#### Tareas requeridas:
1: En el texto sobre la aparición de Cristo resucitado, ¿qué santos menciona Alápide como defensores de que Jesús se apareció primero a su Madre?
2: Copia literalmente del texto sobre la aparición de Cristo resucitado el fragmento que va de «La tradición santa» a «10 letra H).».

#### Texto de origen:
--------------------------------------------------

La tradición santa de la Iglesia primero que todo, el buen sentido teológico, diremos así, y las revelaciones hechas por el Dador de perfectos dones a las almas santas sus escogidas, concuerdan admirablemente en afirmar que Jesucristo resucitado se apareció y se apareció primero que a ninguno a su excelsa Madre. Nuestro comentador Alápide resume cuanto puede decirse a este respecto: «Primero se apareció a su Madre, la Virgen Madre de Dios, como enseñan San Ambrosio, San Anselmo, Ruperto de Deutz y San Buenaventura. Y es este el común sentir de los Doctores y de los fieles, que se persuade por razón del dolor precedente de la pasión y muerte de su Unigénito; y también por los méritos y la dignidad de tan gran Madre; y así mismo por el amor y la piedad de tan grande Hijo para con tal Madre» (Commentárium in Matthǽum V, 10 letra H).

--------------------------------------------------

#### Sección de datos:
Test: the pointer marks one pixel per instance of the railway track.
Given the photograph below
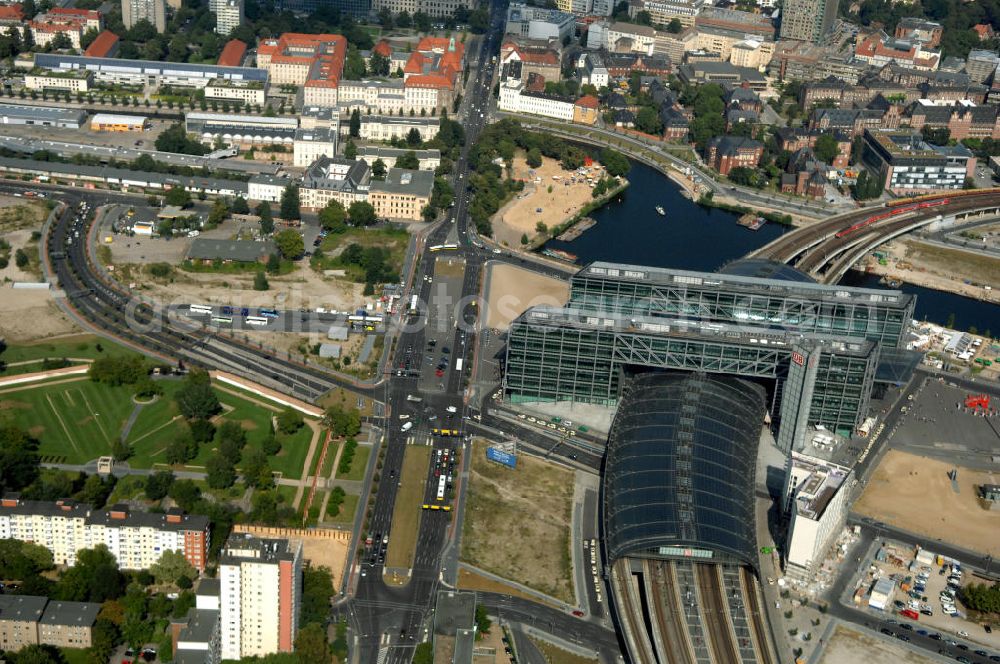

--------------------------------------------------

#### Respuestas:
1: San Ambrosio, San Anselmo, Ruperto de Deutz y San Buenaventura.

2:
La tradición santa de la Iglesia primero que todo, el buen sentido teológico, diremos así, y las revelaciones hechas por el Dador de perfectos dones a las almas santas sus escogidas, concuerdan admirablemente en afirmar que Jesucristo resucitado se apareció y se apareció primero que a ninguno a su excelsa Madre. Nuestro comentador Alápide resume cuanto puede decirse a este respecto: «Primero se apareció a su Madre, la Virgen Madre de Dios, como enseñan San Ambrosio, San Anselmo, Ruperto de Deutz y San Buenaventura. Y es este el común sentir de los Doctores y de los fieles, que se persuade por razón del dolor precedente de la pasión y muerte de su Unigénito; y también por los méritos y la dignidad de tan gran Madre; y así mismo por el amor y la piedad de tan grande Hijo para con tal Madre» (Commentárium in Matthǽum V, 10 letra H).